Natural Resources Committee Advances Chemical Bills

The House Natural Resources, Fish and Wildlife Committee acted on a pair of bills this week that are aimed at preventing or mitigating the effect of exposure to hazardous chemicals.

On Thursday, the committee voted to approve S.10. The Senate-passed bill gives the Agency of Natural Resources the authority to require an entity that releases the chemical Perfluorooctanoic Acid into the environment to pay for connections of effected homes to a municipal water system if the chemical has contaminated the home’s potable water supply. The bill is aimed at a company that owns a site in Bennington and North Bennington where the chemical was once used in Teflon coating.

Late Friday, it passed a bill that would create an interagency committee on chemical management to streamline chemical reporting and inventory laws and create a user-friendly database of chemical risks. Before passing the measure, S.103, the committee added language proposed by environmental advocates that would change several provisions in the state’s Chemicals of High Concern to Children program. The changes, which include restricting the authority originally granted to an advisory panel, were strongly opposed by manufacturers and others in the business community. The chemical bills will move to the House floor next week.

Senate Passes ACO Reporting with Drug Provision

The Senate this week advanced H.507, a bill that would require the Department of Vermont Health Access to provide periodic reports on the implementation of the Next Generation Medicaid Accountable Care Organization pilot contract with OneCare Vermont, the state’s largest ACO. The bill also would require the Green Mountain Care Board to provide a written update on its progress towards meeting the benchmarks identified in the first year of the All-Payer ACO Model Timeline and its preparations for regulating ACOs.

The Senate approved an amendment offered by Sen. Michael Sirotkin, D-Chittenden, and others that requires a health insurer to notify an individual of its intent to automatically re-enroll the individual in a bronze level health insurance plan in 2018 with an out-of-pocket prescription drug limit of $1300, unless the individual contacts the insurer to select a different plan. It would also require an advisory group to recommend continuation of the out-of-pocket prescription drug limit for bronze-level plans in 2019. Since implementation of the out-of-pocket limit, health insurers have claimed that is has become increasingly difficult for them to develop bronze exchange policies that not only contain the state-mandated prescription drug cap, but also meet federal guidelines.

> [TASK] Pick up the legislative roundup on the chemical and health bills where it stops, continuing after its last sentence. The rows after this point are separate material, unrelated to the legislative roundup.

> [Referring-expression pointing data]
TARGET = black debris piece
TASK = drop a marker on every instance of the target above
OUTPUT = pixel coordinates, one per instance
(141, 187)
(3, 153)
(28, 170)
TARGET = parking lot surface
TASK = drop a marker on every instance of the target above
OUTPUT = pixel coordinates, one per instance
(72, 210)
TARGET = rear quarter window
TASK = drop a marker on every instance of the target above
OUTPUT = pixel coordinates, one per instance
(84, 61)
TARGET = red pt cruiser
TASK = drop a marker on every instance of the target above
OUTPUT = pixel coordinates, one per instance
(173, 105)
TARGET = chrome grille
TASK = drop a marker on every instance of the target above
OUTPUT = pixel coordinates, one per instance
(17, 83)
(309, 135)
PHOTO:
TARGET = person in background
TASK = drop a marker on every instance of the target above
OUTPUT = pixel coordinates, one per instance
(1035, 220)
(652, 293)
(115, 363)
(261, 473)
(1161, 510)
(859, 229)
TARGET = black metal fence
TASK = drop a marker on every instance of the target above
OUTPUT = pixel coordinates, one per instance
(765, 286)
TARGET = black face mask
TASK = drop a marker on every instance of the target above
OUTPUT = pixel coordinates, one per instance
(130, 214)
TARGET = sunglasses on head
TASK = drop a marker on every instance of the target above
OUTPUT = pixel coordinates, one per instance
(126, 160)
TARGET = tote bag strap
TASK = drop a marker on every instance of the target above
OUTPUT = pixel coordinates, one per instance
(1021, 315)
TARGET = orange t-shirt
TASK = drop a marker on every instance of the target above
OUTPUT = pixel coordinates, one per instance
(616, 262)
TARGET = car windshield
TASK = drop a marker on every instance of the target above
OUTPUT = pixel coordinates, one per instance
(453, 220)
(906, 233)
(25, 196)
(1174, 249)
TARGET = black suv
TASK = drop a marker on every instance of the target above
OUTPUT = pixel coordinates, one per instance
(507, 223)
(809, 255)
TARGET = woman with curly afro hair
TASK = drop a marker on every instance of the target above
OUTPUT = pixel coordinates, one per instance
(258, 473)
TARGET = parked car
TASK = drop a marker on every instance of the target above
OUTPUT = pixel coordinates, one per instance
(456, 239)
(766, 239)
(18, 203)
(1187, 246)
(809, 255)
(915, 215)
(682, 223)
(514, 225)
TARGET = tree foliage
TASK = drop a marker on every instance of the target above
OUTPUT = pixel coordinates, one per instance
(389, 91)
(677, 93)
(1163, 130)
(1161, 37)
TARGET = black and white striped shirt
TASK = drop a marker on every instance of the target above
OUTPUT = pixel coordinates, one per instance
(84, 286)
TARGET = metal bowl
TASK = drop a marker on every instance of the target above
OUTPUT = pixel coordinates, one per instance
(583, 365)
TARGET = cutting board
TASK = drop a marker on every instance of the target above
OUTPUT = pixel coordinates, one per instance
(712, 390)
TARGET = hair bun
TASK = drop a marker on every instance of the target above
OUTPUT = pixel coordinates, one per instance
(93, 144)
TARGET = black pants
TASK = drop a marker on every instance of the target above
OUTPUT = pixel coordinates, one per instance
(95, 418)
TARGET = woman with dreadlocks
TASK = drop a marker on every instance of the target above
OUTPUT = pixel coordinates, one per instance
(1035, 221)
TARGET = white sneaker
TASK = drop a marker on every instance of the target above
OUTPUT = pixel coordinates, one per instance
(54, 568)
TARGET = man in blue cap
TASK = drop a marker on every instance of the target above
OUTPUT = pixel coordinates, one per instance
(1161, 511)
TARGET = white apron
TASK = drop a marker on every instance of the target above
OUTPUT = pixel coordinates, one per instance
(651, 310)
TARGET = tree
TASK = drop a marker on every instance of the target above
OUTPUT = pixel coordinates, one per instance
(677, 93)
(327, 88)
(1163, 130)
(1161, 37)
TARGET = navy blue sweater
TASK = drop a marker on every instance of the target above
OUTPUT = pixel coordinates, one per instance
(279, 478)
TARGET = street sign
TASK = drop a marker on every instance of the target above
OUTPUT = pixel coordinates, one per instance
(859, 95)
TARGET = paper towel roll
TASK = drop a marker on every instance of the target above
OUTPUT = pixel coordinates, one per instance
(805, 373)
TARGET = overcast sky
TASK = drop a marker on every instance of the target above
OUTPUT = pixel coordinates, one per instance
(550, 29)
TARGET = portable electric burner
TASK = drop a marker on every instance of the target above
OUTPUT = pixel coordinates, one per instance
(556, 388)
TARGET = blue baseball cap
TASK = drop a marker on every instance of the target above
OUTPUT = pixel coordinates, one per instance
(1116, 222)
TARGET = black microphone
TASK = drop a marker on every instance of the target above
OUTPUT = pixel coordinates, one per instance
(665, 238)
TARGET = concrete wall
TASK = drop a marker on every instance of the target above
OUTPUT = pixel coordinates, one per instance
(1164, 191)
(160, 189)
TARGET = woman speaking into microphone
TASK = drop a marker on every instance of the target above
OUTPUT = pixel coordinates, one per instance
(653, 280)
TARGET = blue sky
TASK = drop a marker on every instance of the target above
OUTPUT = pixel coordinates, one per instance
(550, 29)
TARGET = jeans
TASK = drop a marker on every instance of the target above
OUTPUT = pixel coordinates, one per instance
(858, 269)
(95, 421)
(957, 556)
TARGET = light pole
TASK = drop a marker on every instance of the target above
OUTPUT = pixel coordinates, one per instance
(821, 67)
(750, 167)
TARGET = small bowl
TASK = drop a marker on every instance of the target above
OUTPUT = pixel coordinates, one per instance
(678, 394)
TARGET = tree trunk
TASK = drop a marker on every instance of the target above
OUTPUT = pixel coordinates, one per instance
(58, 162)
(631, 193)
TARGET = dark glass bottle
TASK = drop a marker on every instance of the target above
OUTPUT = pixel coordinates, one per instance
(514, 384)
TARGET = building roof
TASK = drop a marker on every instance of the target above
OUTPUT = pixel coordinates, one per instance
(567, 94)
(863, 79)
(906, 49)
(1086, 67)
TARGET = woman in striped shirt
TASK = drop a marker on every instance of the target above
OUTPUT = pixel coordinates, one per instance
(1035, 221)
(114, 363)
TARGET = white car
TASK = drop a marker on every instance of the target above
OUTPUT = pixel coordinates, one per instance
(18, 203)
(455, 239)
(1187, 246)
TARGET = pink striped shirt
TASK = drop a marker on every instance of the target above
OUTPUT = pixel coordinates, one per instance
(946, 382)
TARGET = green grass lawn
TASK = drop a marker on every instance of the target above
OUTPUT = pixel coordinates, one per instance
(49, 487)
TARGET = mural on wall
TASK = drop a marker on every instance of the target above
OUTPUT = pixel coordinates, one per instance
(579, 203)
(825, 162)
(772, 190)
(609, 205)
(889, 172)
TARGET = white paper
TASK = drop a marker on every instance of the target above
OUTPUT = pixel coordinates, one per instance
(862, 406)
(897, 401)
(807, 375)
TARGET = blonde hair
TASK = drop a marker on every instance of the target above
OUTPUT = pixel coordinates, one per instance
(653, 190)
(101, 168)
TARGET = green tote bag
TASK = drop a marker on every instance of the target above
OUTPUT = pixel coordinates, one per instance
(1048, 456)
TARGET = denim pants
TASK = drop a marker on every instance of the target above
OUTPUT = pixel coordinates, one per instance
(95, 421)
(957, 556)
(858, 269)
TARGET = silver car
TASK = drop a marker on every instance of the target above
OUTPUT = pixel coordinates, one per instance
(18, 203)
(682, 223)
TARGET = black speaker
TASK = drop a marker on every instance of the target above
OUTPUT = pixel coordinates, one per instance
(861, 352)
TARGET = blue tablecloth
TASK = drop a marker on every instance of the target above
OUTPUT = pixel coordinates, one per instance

> [YOUR RESPONSE]
Senate Approves Mental Health Treatment for Minors

On a vote of 24-6, the Senate on Friday approved H.230, a bill that would allow minors to consent to psychotherapy and other supportive counseling from a mental health professional without the consent of a parent or legal guardian. The Senate Health and Welfare Committee expanded the bill to include all minors. The committee heard from numerous individuals that some minors need a supportive environment to talk about their thoughts and emotions before sharing information with their families. The House bill had limited counseling services to LGBTQ minors.

House Bill Would Require Unisex Bathrooms

The Vermont House has approved a bill that would require all single-stall public restrooms to be open to either gender. The bill, H.333, was approved on a roll call vote, 123-19.

Under the bill, single-toilet facilities must be designated for use by a single user, family, or assisted user and marked only as a restroom, without specifying a gender. Debate on the floor centered on the bill's impact on religious organizations which historically divide genders, but an amendment to exempt such organizations was withdrawn. If passed by the Senate, the requirement would be effective on July 1.

DISCLAIMER: Because of the generality of this update, the information provided herein may not be applicable in all situations and should not be acted upon without specific legal advice based on particular situations.